- [Task brief]: Using the entries that follow, count the lines containing the word "path" and give that number by itself.

- [Exercise materials]:
══════════

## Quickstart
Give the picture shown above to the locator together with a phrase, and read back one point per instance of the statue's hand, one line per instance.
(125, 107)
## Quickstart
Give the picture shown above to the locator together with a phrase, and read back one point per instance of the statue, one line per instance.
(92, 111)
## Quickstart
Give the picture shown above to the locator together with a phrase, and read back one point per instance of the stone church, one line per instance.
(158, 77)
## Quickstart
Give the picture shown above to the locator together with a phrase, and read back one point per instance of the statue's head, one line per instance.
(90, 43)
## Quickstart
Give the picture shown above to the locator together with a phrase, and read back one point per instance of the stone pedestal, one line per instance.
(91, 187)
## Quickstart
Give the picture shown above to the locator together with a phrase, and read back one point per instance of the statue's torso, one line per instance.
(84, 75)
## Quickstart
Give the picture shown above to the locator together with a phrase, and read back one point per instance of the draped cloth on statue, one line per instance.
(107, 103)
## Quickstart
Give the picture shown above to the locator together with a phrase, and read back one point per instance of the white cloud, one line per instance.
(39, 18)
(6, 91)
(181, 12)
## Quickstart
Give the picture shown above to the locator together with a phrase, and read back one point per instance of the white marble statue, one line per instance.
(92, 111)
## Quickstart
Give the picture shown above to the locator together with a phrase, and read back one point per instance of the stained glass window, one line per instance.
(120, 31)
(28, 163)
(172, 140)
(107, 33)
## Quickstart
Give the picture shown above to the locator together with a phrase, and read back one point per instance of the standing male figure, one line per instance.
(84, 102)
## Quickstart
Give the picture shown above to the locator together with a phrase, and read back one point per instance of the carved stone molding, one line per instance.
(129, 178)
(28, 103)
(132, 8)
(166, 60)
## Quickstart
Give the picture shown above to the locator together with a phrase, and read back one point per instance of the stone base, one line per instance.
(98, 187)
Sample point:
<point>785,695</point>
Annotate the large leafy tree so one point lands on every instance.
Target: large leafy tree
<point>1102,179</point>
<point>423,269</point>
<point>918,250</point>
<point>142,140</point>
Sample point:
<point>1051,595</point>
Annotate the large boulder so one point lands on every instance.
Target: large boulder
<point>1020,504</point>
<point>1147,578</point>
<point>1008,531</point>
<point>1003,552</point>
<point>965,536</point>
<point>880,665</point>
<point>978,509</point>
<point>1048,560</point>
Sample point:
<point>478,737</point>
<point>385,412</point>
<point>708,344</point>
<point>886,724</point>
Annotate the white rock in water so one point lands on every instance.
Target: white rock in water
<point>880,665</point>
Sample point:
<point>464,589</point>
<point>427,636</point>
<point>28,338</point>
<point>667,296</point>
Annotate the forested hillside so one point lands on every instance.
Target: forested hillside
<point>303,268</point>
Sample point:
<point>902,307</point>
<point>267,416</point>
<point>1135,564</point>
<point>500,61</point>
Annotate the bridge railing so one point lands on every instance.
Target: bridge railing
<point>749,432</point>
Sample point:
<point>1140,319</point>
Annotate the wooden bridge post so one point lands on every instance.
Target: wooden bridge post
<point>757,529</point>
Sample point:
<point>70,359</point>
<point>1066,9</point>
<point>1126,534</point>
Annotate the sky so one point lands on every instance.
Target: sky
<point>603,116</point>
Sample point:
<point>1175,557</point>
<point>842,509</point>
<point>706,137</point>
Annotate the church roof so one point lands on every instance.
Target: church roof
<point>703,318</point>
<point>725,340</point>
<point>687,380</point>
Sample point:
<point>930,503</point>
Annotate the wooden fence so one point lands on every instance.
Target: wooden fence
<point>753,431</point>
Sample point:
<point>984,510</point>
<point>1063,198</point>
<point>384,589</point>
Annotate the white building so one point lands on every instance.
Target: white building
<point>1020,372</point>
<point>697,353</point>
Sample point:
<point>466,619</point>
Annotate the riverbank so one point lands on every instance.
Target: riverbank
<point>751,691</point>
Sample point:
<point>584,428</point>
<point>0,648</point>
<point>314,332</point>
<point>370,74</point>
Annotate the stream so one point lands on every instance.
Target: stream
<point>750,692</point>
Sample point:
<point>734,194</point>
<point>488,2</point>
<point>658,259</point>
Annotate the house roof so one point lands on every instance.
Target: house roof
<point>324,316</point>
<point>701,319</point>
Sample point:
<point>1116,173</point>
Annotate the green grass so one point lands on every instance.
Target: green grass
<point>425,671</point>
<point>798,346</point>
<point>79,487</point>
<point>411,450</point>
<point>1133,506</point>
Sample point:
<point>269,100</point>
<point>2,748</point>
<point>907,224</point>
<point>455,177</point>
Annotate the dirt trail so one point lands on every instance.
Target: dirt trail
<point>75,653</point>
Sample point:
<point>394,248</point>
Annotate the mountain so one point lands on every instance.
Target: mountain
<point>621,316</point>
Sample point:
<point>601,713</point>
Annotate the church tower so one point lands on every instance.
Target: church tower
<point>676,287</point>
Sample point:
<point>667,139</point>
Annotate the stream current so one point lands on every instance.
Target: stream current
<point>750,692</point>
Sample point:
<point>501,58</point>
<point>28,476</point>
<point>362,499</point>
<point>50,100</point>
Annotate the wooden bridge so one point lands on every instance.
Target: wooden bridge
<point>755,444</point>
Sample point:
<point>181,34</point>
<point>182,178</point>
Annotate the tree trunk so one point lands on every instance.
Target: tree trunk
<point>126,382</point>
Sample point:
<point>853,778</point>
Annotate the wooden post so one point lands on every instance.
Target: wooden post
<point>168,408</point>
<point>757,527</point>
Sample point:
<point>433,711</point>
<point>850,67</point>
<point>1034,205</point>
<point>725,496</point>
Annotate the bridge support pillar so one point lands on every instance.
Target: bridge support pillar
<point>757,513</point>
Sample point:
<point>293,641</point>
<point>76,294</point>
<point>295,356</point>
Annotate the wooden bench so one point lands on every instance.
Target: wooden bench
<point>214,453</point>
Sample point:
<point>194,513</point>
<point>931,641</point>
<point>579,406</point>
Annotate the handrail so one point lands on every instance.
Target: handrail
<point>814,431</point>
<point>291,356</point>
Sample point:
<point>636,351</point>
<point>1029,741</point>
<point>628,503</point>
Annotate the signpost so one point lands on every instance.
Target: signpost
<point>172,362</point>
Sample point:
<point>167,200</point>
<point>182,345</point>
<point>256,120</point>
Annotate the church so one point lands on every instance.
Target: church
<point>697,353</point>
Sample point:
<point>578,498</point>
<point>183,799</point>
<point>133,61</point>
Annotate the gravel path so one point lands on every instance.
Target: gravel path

══════════

- [Your response]: 2